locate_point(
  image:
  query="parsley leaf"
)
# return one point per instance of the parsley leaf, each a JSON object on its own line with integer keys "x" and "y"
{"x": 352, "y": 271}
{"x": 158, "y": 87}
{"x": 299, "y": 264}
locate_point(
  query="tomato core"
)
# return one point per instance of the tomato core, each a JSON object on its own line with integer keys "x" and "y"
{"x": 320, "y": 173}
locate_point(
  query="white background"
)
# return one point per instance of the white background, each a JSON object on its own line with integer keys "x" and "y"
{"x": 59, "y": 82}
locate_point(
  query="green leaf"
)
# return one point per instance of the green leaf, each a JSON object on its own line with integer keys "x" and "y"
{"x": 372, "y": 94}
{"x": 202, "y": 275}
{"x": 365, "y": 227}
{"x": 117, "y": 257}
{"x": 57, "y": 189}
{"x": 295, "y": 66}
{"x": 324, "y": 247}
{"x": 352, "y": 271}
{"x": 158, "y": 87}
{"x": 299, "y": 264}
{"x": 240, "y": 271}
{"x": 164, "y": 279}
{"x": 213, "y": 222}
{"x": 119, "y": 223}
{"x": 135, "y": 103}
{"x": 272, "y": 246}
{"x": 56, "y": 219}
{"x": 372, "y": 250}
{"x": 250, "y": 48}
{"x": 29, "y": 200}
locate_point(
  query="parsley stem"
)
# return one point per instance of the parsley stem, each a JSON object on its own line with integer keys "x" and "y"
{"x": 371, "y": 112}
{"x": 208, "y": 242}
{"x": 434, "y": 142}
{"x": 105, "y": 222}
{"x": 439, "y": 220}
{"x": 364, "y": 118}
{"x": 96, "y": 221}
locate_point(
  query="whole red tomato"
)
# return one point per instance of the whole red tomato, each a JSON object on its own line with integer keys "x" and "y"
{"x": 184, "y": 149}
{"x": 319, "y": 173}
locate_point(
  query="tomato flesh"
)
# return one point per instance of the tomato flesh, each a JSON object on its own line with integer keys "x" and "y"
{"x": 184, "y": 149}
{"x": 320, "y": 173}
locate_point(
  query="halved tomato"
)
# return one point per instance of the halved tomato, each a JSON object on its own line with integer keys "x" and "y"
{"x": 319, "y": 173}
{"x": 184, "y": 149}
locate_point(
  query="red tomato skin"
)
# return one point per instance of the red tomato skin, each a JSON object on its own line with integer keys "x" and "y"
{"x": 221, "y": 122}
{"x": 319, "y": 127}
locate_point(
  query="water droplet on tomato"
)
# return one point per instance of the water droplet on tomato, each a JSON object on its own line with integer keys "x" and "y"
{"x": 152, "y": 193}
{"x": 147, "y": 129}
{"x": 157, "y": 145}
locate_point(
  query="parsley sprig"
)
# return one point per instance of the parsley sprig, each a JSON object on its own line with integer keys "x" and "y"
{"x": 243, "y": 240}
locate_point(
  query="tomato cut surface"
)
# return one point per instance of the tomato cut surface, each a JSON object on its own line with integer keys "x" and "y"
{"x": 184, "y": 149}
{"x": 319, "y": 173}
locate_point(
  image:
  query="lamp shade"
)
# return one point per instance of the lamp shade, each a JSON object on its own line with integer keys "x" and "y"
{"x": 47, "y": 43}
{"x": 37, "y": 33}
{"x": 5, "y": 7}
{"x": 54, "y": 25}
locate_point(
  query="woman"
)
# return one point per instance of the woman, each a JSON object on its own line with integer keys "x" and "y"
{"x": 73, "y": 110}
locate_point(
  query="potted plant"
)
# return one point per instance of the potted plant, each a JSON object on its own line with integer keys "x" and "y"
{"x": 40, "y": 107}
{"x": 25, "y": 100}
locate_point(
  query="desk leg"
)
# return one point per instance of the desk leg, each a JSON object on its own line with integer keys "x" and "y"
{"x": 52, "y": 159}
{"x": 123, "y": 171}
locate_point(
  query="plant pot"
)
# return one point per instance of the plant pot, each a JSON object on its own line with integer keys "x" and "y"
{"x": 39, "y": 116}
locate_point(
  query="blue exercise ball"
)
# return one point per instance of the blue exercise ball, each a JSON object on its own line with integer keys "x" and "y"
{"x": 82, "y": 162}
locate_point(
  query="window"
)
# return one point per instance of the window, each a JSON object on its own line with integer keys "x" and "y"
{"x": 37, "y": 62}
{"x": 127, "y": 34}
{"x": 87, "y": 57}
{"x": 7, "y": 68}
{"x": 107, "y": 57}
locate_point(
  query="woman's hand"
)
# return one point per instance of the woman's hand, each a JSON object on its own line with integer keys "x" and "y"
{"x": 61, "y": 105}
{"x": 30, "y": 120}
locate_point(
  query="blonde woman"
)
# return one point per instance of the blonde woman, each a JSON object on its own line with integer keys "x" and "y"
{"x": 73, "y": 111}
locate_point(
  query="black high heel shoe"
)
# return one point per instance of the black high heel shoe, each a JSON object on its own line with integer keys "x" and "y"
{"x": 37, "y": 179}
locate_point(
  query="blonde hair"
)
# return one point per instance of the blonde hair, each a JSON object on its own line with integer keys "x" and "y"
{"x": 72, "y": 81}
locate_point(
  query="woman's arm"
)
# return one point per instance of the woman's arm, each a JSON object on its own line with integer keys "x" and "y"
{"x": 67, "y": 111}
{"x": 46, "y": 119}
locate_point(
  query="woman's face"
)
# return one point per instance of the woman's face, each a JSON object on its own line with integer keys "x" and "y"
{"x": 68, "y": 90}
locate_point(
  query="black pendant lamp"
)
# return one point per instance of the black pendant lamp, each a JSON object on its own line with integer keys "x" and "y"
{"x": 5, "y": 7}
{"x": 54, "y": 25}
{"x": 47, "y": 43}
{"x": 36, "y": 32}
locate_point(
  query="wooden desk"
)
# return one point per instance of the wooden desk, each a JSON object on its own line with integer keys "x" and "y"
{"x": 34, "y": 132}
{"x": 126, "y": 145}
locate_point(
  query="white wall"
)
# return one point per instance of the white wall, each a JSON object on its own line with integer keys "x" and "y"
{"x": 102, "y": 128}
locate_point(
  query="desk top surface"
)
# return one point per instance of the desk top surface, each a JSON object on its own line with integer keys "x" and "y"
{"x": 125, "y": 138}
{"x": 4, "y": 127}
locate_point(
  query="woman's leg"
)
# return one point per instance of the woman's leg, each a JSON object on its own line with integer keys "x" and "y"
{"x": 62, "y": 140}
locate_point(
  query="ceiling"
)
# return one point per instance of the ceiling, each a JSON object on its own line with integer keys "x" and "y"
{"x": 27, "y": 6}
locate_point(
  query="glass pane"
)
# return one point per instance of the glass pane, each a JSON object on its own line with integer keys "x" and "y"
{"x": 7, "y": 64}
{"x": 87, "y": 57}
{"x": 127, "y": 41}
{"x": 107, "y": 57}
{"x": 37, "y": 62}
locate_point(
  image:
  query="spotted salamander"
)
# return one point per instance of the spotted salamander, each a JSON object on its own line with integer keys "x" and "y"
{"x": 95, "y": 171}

[Task details]: Repeat the listing above word for word, with no line missing.

[Finished task]:
locate_point(
  image:
  query="parsley leaf"
)
# return one point per instance of the parsley leaf, each a JSON object on its own line with integer keys "x" and "y"
{"x": 352, "y": 271}
{"x": 158, "y": 87}
{"x": 299, "y": 264}
locate_point(
  query="tomato core"
)
# return one point per instance of the tomato core, each a JSON object on its own line with integer keys "x" and "y"
{"x": 320, "y": 173}
locate_point(
  query="white background"
)
# return one point per instance of the white background, each a JSON object on its own line with integer keys "x" and "y"
{"x": 59, "y": 82}
locate_point(
  query="green leaf"
)
# return one point per instance of the green leaf, each a JSON object on its own line with integer keys "x" and "y"
{"x": 372, "y": 94}
{"x": 202, "y": 275}
{"x": 365, "y": 227}
{"x": 117, "y": 257}
{"x": 57, "y": 189}
{"x": 295, "y": 66}
{"x": 324, "y": 247}
{"x": 352, "y": 271}
{"x": 158, "y": 87}
{"x": 299, "y": 264}
{"x": 240, "y": 271}
{"x": 164, "y": 279}
{"x": 213, "y": 222}
{"x": 119, "y": 223}
{"x": 135, "y": 103}
{"x": 272, "y": 246}
{"x": 56, "y": 219}
{"x": 372, "y": 250}
{"x": 250, "y": 48}
{"x": 29, "y": 200}
locate_point(
  query="parsley stem"
)
# return one point per instance of the parsley stem, each a JSON object on its own line with integer keys "x" and "y"
{"x": 371, "y": 112}
{"x": 208, "y": 242}
{"x": 434, "y": 142}
{"x": 105, "y": 222}
{"x": 439, "y": 220}
{"x": 364, "y": 118}
{"x": 96, "y": 221}
locate_point(
  query="whole red tomato"
)
# return one point per instance of the whole red tomato, each a JSON object on its own line with integer keys "x" and "y"
{"x": 184, "y": 149}
{"x": 319, "y": 173}
locate_point(
  query="tomato flesh"
)
# return one point per instance of the tomato flesh, each a JSON object on its own line with integer keys "x" and "y"
{"x": 184, "y": 149}
{"x": 320, "y": 173}
locate_point(
  query="halved tomato"
)
# return one point per instance of the halved tomato, each a JSON object on its own line with integer keys "x" and "y"
{"x": 319, "y": 173}
{"x": 184, "y": 149}
locate_point(
  query="red tomato skin"
)
# return one point per instance of the red tomato skin, each a JSON object on its own line with integer keys "x" and "y"
{"x": 221, "y": 122}
{"x": 319, "y": 127}
locate_point(
  query="water droplet on tomato"
)
# return one point per instance of the water droplet on tomato, each a JSON object on its own line with integer keys "x" and "y"
{"x": 152, "y": 193}
{"x": 147, "y": 129}
{"x": 157, "y": 145}
locate_point(
  query="parsley sprig"
)
# return one point per instance of the parsley sprig, each a JSON object on its own line with integer keys "x" and "y"
{"x": 243, "y": 240}
locate_point(
  query="tomato cut surface"
)
# return one point per instance of the tomato cut surface, each a JSON object on its own line with integer keys "x" and "y"
{"x": 184, "y": 149}
{"x": 319, "y": 173}
locate_point(
  image:
  query="lamp shade"
)
# return one point per instance of the lamp shade, each a JSON object on its own line with integer keys "x" and "y"
{"x": 47, "y": 43}
{"x": 37, "y": 33}
{"x": 5, "y": 7}
{"x": 54, "y": 25}
locate_point(
  query="woman"
)
# return one point per instance of the woman, each a JSON object on its own line with integer keys "x" and "y"
{"x": 73, "y": 110}
locate_point(
  query="potted plant"
)
# return one point per instance of the potted plant, each a JSON object on its own line with integer keys "x" and "y"
{"x": 40, "y": 107}
{"x": 25, "y": 100}
locate_point(
  query="desk leg"
)
# return one point per instance of the desk leg, each a JSON object on its own line with integer keys "x" and "y"
{"x": 52, "y": 159}
{"x": 123, "y": 171}
locate_point(
  query="plant pot"
)
# return one point per instance of the plant pot, each a JSON object on its own line with integer keys "x" and "y"
{"x": 39, "y": 116}
locate_point(
  query="blue exercise ball"
)
# return one point per instance of the blue exercise ball, each a JSON object on its own line with integer keys "x" and "y"
{"x": 82, "y": 162}
locate_point(
  query="window"
)
# return one point per instance of the window, each a JSON object on its own line with integer keys "x" and "y"
{"x": 37, "y": 62}
{"x": 127, "y": 34}
{"x": 87, "y": 57}
{"x": 7, "y": 68}
{"x": 107, "y": 57}
locate_point(
  query="woman's hand"
)
# return one point per instance of the woman's hand, each a JSON object on its own line with integer keys "x" and "y"
{"x": 61, "y": 105}
{"x": 30, "y": 120}
locate_point(
  query="blonde woman"
)
# return one point per instance of the blonde woman, each a JSON object on its own line with integer keys "x" and "y"
{"x": 73, "y": 111}
locate_point(
  query="black high heel shoe"
)
# return one point per instance of the black high heel shoe, each a JSON object on its own line with integer keys "x" and "y"
{"x": 37, "y": 179}
locate_point(
  query="blonde hair"
)
# return one point per instance of the blonde hair, each a JSON object on its own line with integer keys "x" and "y"
{"x": 72, "y": 81}
locate_point(
  query="woman's arm"
)
# return one point per instance of the woman's arm, each a JSON object on its own line with integer keys "x" and "y"
{"x": 67, "y": 111}
{"x": 46, "y": 119}
locate_point(
  query="woman's face"
)
# return one point per instance of the woman's face, each a JSON object on its own line with integer keys "x" and "y"
{"x": 68, "y": 90}
locate_point(
  query="black pendant lamp"
)
# return one point per instance of the black pendant lamp, each a JSON object on its own line with integer keys "x" and "y"
{"x": 5, "y": 7}
{"x": 54, "y": 25}
{"x": 47, "y": 43}
{"x": 36, "y": 32}
locate_point(
  query="wooden desk"
)
# return one point per instance of the wooden desk, each a JSON object on its own line with integer keys "x" and "y"
{"x": 34, "y": 132}
{"x": 126, "y": 145}
locate_point(
  query="white wall"
)
# return one point per instance of the white wall, each a JSON object on its own line with integer keys "x" and "y"
{"x": 102, "y": 128}
locate_point(
  query="desk top surface"
)
# return one point per instance of the desk top surface, each a JSON object on its own line with integer keys "x" and "y"
{"x": 125, "y": 138}
{"x": 4, "y": 127}
locate_point(
  query="woman's leg"
)
# return one point per instance of the woman's leg, each a JSON object on its own line with integer keys "x" and "y"
{"x": 62, "y": 140}
locate_point(
  query="ceiling"
)
# return one point per instance of the ceiling, each a JSON object on its own line with integer keys "x" and "y"
{"x": 27, "y": 6}
locate_point(
  query="glass pane"
)
# return one point per instance of the glass pane, each a JSON object on its own line with integer keys "x" and "y"
{"x": 7, "y": 64}
{"x": 87, "y": 57}
{"x": 127, "y": 41}
{"x": 107, "y": 57}
{"x": 37, "y": 62}
locate_point(
  image:
  query="spotted salamander"
)
# return one point per instance of the spotted salamander, each a JSON object on its own line with integer keys "x" and "y"
{"x": 95, "y": 171}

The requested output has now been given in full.